Gather every line in the records below that contains the word "green", and copy each of those lines in full.

═══ MATERIAL FOR THE TASK

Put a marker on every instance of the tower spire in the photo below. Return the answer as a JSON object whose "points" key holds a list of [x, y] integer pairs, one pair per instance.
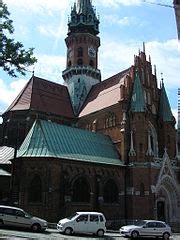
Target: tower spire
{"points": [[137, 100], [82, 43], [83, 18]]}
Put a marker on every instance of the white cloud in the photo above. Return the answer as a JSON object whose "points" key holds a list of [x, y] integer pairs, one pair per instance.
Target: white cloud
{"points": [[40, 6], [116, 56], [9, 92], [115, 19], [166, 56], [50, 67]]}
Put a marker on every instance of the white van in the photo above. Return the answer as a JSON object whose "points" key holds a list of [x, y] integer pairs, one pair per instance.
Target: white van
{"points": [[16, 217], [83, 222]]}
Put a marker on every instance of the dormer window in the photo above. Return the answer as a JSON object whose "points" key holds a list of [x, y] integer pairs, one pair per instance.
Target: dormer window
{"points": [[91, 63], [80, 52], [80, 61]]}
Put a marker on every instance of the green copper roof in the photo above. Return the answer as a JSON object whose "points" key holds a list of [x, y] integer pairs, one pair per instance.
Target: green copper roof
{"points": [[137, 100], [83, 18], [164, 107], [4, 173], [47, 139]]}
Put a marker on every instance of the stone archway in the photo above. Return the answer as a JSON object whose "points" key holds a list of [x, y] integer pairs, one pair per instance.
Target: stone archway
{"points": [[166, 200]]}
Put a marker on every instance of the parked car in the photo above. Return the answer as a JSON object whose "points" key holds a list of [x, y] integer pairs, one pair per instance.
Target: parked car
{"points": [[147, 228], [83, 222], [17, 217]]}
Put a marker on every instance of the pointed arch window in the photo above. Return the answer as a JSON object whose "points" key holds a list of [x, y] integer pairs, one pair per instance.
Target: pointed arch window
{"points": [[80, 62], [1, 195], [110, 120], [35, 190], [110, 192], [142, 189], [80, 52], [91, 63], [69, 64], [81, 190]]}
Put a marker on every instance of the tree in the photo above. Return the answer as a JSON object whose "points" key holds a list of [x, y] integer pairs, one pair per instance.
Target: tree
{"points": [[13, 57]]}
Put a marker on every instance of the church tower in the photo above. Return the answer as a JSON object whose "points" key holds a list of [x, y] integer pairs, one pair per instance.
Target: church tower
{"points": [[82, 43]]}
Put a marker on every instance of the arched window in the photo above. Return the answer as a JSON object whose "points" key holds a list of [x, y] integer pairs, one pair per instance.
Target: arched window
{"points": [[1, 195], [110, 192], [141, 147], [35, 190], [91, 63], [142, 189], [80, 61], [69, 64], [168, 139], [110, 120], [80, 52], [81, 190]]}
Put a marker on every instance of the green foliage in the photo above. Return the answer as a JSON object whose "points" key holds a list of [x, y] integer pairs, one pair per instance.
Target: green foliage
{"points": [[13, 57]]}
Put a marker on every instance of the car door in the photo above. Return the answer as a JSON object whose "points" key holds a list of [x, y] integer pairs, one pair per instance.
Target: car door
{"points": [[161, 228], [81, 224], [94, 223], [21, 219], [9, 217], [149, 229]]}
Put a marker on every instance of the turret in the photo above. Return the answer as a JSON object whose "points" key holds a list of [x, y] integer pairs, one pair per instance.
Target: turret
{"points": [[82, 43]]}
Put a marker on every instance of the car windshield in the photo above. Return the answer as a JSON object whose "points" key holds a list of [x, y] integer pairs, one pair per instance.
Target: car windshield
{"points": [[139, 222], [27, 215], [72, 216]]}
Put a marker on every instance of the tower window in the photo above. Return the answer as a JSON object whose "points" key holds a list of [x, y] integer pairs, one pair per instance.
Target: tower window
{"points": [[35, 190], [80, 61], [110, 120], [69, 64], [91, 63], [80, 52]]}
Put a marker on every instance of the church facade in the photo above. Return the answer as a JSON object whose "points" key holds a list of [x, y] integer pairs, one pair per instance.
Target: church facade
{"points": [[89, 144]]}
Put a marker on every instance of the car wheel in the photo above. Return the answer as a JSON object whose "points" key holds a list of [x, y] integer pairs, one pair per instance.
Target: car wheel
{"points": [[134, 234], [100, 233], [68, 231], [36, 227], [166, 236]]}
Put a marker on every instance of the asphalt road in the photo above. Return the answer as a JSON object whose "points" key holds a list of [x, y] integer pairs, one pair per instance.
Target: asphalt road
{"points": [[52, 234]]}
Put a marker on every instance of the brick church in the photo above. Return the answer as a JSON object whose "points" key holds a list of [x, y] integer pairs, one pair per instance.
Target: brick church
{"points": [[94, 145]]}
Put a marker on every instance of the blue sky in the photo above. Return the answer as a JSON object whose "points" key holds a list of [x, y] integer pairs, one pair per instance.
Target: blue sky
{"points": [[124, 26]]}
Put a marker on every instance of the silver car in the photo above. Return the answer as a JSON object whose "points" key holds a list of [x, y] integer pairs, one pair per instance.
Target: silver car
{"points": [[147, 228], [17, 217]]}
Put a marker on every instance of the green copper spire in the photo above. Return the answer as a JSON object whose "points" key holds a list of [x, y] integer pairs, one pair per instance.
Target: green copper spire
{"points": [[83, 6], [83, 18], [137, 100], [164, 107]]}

══════
═══ MATERIAL FOR THE TASK

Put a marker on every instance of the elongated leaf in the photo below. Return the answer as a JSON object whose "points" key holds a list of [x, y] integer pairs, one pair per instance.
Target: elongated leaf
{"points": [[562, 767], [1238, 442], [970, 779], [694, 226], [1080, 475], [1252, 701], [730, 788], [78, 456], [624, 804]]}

══════
═══ MATERIAL FOR THE TASK

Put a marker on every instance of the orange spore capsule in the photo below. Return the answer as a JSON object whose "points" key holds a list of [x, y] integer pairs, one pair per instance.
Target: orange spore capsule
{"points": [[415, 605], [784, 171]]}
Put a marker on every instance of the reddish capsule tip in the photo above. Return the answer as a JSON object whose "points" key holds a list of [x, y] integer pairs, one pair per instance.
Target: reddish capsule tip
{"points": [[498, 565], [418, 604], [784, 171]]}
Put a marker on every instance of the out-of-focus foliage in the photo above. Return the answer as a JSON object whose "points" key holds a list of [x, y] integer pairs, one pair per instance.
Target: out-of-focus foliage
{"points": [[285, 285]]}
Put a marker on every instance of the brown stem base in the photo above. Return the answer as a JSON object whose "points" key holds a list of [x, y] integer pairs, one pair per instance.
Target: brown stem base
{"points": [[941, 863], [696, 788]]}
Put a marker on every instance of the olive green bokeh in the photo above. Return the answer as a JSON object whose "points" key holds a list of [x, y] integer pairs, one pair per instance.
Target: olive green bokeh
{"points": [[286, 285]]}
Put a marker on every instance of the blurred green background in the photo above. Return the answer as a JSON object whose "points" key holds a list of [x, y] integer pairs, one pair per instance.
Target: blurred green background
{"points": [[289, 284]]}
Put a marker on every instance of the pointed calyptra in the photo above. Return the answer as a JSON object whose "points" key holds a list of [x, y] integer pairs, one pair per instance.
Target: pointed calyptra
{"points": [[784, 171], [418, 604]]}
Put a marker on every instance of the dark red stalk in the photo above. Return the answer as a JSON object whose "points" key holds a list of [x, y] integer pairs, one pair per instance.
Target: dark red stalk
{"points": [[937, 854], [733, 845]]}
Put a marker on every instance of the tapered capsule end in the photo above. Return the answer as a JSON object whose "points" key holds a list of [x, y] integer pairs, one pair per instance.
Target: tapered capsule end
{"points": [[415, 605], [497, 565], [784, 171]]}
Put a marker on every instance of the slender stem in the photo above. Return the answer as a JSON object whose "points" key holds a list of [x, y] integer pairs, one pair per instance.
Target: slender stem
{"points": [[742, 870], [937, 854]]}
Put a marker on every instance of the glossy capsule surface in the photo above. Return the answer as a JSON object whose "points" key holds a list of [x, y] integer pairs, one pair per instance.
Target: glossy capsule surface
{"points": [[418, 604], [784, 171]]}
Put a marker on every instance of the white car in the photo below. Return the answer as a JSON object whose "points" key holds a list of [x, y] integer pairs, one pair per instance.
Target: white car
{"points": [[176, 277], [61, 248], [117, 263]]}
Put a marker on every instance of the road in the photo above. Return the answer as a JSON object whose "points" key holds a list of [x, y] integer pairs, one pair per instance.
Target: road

══════

RESPONSE TO THE EXERCISE:
Put a marker on every instance of the green copper roof in the photo above. Return the answer as a JSON object whose "points" key holds a list of [x, y] integer pairs, one pair per instance.
Target: green copper roof
Put a marker on every instance of the green foliage in the photo above. Return the answer as a JSON object whose "points" key holds a list of [x, y] integer pairs, one pair per instance.
Target: green foliage
Put a marker on every instance of the green copper spire in the photo above. Return the answer as a JSON object whose "points" key holds a list of [x, y] integer pairs, one pair per instance.
Target: green copper spire
Put a marker on every instance of the olive green bokeh in the photo above. Return the answer as a JSON object whose "points" key holds a list of [x, y] integer pairs, one pair per instance.
Target: olive green bokeh
Put a marker on every instance of the blurred green background in the photo above. Return the answer as a JSON object whose "points" key holds a list of [x, y] integer pairs, one pair per instance.
Target: blurred green background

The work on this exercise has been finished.